EXERCISE DIRECTIONS
Please write out the lines below character for character, leaving out the pictures.

Records for outline labeling
========

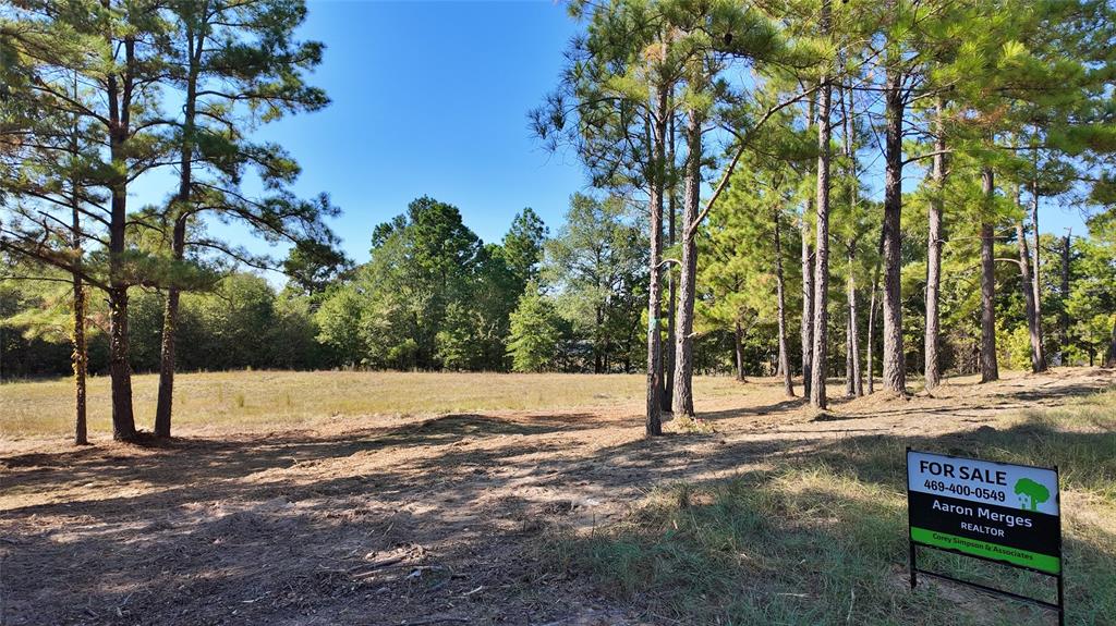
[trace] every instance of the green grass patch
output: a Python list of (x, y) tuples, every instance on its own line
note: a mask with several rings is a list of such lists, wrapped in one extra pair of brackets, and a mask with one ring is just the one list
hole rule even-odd
[[(684, 624), (1027, 626), (1051, 612), (907, 583), (906, 446), (1059, 466), (1068, 623), (1116, 624), (1116, 393), (942, 438), (853, 438), (731, 481), (655, 489), (622, 522), (558, 531), (547, 558), (648, 618)], [(920, 566), (1056, 598), (1054, 579), (920, 550)]]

========

RIGHT ANSWER
[trace] every instance of the green grass patch
output: a Python list of (x, y) tuples, every instance on its own line
note: a mask with several rings is a list of such lists, wrapped in one extra pair of brackets, and a mask with one ring is just the one list
hole rule even-odd
[[(684, 624), (1027, 626), (1051, 612), (907, 583), (906, 446), (1059, 466), (1068, 623), (1116, 624), (1116, 393), (942, 438), (853, 438), (731, 481), (655, 489), (622, 522), (558, 531), (547, 558), (648, 618)], [(920, 566), (1056, 598), (1054, 579), (920, 550)]]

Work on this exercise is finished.